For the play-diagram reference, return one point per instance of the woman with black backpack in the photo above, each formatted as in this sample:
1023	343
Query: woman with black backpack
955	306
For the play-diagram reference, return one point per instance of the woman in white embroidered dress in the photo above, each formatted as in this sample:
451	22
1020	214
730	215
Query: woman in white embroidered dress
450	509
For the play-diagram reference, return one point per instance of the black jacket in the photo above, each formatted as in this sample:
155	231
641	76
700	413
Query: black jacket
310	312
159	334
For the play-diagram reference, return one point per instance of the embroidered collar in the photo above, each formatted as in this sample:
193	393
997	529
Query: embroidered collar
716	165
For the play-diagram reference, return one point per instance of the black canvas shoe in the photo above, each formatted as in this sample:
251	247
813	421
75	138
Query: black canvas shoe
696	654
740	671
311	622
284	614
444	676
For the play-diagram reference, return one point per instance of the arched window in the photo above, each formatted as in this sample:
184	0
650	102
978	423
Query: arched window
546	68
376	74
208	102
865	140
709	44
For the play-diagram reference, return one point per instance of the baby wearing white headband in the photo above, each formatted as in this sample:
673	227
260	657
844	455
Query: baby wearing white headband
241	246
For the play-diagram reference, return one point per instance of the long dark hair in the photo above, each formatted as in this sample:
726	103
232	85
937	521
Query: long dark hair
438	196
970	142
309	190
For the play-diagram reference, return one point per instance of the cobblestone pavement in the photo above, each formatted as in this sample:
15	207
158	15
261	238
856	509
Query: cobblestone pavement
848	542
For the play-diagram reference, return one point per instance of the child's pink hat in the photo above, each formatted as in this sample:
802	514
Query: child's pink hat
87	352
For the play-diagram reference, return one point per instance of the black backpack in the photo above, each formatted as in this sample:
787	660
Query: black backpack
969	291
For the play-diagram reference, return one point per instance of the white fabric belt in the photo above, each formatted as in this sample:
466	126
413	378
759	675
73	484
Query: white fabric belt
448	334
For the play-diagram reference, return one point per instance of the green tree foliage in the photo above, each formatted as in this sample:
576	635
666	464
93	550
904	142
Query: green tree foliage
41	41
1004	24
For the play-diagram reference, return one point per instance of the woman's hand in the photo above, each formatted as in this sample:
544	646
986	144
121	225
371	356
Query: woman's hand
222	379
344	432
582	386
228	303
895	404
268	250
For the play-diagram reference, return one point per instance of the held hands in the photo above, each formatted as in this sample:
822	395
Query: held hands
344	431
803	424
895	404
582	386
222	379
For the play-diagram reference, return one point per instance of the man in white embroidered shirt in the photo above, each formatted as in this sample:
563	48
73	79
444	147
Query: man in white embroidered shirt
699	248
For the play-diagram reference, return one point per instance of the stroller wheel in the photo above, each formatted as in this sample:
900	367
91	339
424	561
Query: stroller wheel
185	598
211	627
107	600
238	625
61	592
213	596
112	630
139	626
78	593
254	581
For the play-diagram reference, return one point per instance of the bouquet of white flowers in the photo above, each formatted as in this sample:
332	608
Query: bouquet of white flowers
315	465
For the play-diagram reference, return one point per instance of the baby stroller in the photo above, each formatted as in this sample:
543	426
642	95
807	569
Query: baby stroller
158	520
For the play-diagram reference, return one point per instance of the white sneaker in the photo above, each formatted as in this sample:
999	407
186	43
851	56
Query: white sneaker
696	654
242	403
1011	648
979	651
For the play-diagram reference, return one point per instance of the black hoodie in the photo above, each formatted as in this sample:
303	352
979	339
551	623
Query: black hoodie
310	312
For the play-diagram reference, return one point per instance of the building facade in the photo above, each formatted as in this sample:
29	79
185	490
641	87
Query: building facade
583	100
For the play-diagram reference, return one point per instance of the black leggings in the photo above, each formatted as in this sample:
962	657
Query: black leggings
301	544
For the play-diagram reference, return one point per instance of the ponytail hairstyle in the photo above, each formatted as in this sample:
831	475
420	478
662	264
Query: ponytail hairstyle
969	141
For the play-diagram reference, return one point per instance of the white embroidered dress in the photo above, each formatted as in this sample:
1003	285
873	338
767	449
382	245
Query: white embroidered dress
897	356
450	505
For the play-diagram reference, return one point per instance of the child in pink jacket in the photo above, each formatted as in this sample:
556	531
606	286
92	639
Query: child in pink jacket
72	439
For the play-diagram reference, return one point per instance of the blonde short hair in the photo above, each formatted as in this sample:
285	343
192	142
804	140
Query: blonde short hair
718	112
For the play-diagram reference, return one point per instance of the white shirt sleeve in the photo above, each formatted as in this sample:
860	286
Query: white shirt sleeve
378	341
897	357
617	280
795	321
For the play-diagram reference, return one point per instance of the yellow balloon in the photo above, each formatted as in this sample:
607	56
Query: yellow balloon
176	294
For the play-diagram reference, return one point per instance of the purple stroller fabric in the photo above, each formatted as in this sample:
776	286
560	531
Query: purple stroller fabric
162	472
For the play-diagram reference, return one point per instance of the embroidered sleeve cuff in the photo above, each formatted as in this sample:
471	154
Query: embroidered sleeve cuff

> **Problem description**
Across all the material above, work out how many lines hold the word "cuff", and answer with that number only.

> **Problem solution**
2